• **TASK LIST**
1: Translate this sentence from the GP2GP record transfer guidance into Spanish: "Medication cannot be prescribed for patients who have outstanding degraded drug sensitivities or allergies on their record."
2: Write the next part of the GP2GP record transfer guidance, picking up after its final sentence.

• **DOCUMENT TEXT**
━━━

The GP registrations data platform can be used to view integration times for practices receiving GP2GP transfers.  The platform provides monthly data about the number of transfers your practice has received, how many were integrated within 3 days, 8 days, and those that were not integrated within 8 days.

This information can be used to keep track of integrations and identify areas to investigate further.  Transfers that are not integrated within 8 days trigger the paper process, so avoiding this will help reduce the administrative burden both on your practice and the previous practice.

Key roles and responsibilities

Each stage of the record transfer process needs to be managed effectively by the GP practice, including ensuring that cover is in place for leave, sickness and staff changes.  The following are typical roles and responsibilities:

Reception/back office/admin:

  • obtain and check that new patient information is complete and correct
  • register new patients on to the clinical system using a smartcard and to make sure that a PDS match is completed
  • regularly monitor and manage tasks, to check and log any errors in the GP2GP inbox/folders/workflow
  • ensure the prompt integration of the patient’s electronic health record when it arrives by GP2GP


  • process degrades (see below) and check the electronic health record received via GP2GP
  • summarise the patient’s Lloyd George paper record, when received


  • check allergies/adverse reactions
  • deal with inbound medications

Degraded data

When registering a patient that has transferred to one practice from another, it is not always possible to accurately translate all the information across.  Any information that cannot be understood will become ‘degraded data’ and must be dealt with to ensure an accurate record.

There are a number of reasons for data becoming degraded, including different coding systems having been used in the past.  Going forwards, the differences in coding should be addressed by the use of SNOMED-CT.

For each newly registered patient with degraded data the practice will receive a task, which needs to be actioned.  Medication cannot be prescribed for patients who have outstanding degraded drug sensitivities or allergies on their record.

━━━

• **RECORDS**
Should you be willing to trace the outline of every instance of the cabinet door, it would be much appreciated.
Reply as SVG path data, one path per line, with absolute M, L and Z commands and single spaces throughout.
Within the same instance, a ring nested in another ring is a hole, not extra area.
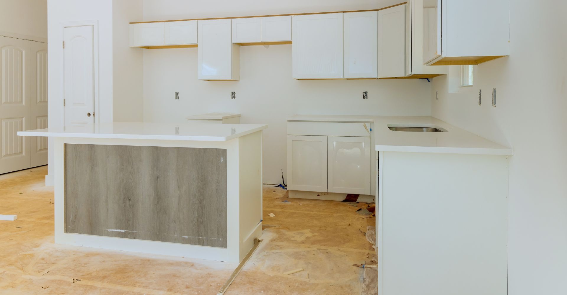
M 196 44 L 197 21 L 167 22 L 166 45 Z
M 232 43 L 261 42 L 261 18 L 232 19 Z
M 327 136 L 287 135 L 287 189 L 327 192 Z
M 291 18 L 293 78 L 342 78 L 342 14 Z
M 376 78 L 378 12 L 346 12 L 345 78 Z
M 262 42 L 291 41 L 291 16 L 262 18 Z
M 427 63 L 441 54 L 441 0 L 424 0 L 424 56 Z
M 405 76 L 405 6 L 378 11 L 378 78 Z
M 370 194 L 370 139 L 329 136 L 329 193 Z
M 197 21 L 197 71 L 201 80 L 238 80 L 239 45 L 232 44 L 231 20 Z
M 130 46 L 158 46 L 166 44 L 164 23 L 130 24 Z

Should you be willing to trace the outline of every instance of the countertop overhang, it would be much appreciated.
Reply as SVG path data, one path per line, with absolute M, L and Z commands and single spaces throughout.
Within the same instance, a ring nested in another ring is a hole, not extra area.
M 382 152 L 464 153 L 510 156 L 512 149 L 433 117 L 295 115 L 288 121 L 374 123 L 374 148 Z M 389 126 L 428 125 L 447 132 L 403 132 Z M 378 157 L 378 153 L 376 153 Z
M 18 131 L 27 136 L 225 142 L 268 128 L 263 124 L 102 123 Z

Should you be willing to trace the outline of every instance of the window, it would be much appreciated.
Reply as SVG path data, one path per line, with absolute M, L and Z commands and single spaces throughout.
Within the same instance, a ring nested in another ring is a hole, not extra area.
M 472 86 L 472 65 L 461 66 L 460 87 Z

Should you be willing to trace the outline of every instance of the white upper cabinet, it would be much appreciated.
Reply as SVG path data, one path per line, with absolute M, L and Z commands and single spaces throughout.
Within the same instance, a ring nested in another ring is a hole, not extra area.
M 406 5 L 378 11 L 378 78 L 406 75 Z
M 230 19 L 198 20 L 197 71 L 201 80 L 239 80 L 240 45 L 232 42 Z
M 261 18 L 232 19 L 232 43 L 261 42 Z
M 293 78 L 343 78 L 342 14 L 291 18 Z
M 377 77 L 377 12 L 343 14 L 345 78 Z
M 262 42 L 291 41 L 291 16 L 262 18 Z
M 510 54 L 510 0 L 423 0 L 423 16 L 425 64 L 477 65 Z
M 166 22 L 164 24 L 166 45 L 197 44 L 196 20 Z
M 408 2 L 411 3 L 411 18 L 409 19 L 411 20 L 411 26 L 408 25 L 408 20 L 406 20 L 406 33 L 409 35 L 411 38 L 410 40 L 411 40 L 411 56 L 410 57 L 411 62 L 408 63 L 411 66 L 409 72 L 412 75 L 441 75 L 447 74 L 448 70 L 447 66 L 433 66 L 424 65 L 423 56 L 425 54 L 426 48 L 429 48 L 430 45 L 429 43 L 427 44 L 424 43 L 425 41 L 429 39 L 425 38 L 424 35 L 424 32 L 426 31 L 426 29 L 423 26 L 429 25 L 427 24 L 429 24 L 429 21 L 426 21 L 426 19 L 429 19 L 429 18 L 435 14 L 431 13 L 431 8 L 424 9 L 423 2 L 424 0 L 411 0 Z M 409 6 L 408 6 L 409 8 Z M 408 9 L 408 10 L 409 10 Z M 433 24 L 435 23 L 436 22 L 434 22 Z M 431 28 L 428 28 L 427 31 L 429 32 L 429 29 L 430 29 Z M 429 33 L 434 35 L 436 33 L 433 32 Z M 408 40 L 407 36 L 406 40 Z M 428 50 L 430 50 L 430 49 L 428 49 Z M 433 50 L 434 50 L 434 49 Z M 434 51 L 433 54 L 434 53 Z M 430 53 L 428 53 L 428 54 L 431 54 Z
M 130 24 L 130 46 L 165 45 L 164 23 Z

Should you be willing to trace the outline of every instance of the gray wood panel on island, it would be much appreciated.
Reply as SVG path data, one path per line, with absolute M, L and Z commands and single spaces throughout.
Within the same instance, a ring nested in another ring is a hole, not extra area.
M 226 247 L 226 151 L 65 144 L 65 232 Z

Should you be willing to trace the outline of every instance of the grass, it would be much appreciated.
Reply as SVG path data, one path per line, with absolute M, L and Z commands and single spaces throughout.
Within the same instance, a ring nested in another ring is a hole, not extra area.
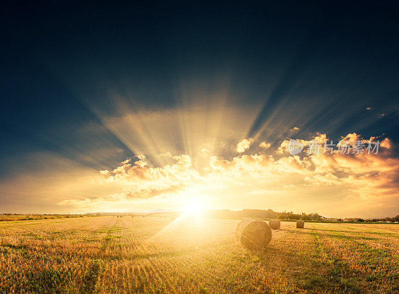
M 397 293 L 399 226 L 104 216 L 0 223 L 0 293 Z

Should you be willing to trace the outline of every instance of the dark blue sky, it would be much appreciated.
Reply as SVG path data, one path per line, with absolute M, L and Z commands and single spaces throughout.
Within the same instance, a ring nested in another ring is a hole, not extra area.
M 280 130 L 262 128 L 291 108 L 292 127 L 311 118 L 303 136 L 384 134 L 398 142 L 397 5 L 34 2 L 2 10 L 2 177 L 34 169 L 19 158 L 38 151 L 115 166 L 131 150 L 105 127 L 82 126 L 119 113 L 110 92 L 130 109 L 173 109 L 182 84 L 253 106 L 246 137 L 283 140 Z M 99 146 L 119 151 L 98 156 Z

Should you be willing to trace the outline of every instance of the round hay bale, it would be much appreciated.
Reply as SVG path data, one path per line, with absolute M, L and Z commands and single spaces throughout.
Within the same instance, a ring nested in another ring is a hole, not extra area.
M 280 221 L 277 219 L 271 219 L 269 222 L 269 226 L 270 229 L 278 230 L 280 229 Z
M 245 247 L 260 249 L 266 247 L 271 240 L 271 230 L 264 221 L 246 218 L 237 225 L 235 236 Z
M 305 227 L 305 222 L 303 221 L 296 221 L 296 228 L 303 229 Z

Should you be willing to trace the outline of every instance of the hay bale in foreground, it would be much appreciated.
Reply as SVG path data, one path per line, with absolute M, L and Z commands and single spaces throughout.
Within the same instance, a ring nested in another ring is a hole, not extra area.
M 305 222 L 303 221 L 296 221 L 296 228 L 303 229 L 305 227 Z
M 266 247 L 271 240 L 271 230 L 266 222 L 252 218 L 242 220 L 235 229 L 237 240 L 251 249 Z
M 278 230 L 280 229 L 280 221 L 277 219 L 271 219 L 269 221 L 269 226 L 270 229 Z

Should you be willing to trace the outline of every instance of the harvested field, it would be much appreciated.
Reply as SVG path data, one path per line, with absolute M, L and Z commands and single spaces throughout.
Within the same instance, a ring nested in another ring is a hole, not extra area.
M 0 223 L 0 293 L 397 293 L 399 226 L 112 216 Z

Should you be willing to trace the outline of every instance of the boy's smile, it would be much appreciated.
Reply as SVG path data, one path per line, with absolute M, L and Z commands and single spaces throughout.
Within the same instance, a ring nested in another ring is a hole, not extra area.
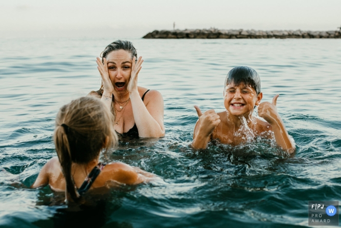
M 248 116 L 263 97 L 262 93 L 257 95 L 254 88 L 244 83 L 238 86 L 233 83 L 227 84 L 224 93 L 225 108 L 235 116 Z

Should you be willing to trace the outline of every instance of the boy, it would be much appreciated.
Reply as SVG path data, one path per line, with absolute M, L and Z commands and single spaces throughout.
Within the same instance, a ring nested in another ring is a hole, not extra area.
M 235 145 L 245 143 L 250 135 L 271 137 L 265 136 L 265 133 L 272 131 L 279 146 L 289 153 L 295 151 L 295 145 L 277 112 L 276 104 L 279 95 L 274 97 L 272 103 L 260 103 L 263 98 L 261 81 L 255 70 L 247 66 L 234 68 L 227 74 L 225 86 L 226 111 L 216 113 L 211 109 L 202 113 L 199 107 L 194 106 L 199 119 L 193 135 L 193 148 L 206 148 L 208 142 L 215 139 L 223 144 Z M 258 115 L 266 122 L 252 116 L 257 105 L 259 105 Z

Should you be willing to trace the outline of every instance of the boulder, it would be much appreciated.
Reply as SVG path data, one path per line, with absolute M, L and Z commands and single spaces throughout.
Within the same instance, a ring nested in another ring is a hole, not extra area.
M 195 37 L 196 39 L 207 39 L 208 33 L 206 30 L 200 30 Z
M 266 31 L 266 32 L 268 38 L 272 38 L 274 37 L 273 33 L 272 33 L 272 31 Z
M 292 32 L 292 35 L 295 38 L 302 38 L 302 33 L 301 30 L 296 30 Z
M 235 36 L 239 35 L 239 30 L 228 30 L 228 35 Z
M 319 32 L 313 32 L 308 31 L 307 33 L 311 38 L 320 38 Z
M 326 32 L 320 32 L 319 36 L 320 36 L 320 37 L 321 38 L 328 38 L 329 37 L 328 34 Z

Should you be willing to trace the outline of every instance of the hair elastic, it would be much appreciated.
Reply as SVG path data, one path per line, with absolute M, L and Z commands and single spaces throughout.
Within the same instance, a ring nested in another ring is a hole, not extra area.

━━━

• **RESPONSES IN ORDER**
1: No se pueden prescribir medicamentos a los pacientes que tengan en su historial sensibilidades a fármacos o alergias degradadas pendientes.

2:
Other points of note

Returning patients

GP2GP fully integrates the EHR for returning patients such as students and seasonal workers.

Summary care record

Patient preferences, such as the decision to have a summary care record (SCR) and which data elements are to be included or excluded, are transferred through GP2GP.

Patient facing services

Access settings will be preserved for patient facing services during the record transfer, however patients will still need to verify their account prior to the issuing of new login details.

Further information about patient facing services (patient online services) can be found using the link provided.

Error messages

Errors rarely happen but on occasion when they do, a clear message is sent within the clinical system detailing the action required.

Review dates

These do not carry over from previous practices, however external screening schedules do.

Redacted entries

At the current time redaction information does not get sent through GP2GP so any parts of the medical record that have been redacted to prevent their appearance in the online view will lose this setting.  If continuing to provide online access after registration it is important to be aware that entries that had been redacted in the past may become visible if access to historic data is given.